Ryan Paradise is not a teacher at Marmion. But he plays one on the basketball court.

The Cadets’ first-year coach sprinkles his conversation with words such as “teach,” “establish,” and “develop.”

The main duty of a freshman basketball coach is instruction, and he taught enough for them to go 16-7 last year. Promoted this summer to replace varsity head coach Rashon Burno, who accepted an assistant’s position at Towson University, the teaching will continue.

“We hope to establish just a certain energy and passion about our basketball program,” said Paradise, a star guard at Naperville Central, Class of 2003, whose career at Northern Illinois University was plagued by injuries that forced him to hang it up.

“In our first week of practice we had kind of a newfound energy. The guys were really excited to put in the work and that’s something we’re going to be doing all year... put out a fun product to watch, not to mention playing out on the court.”

EXERCISE TASK: In the page text about Marmion basketball, whom was Ryan Paradise promoted to replace as varsity head coach?

SOURCE DATA:
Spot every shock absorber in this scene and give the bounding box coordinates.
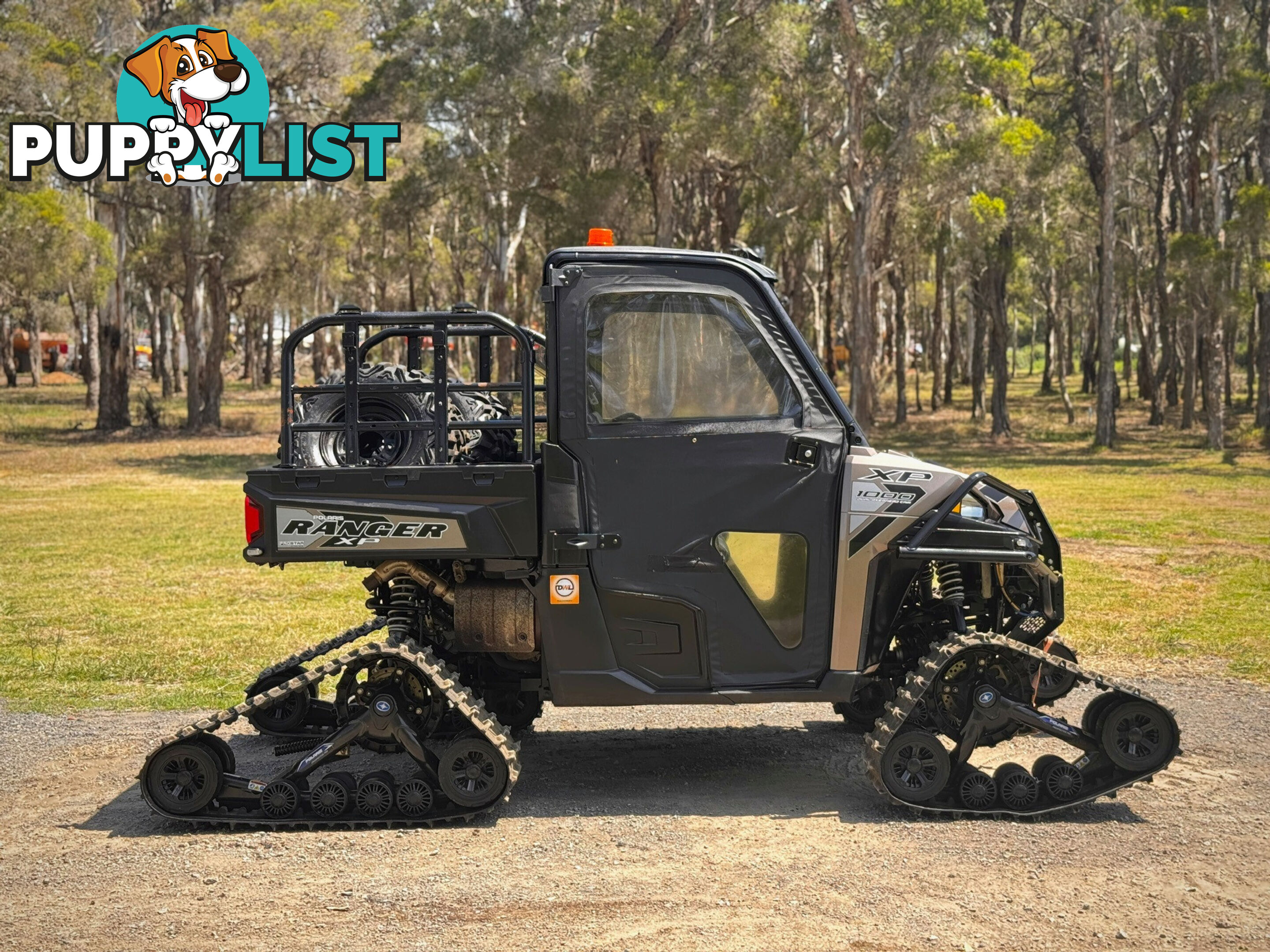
[387,575,419,643]
[917,562,935,604]
[936,562,965,635]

ANSWER TO THIS EXERCISE: Rashon Burno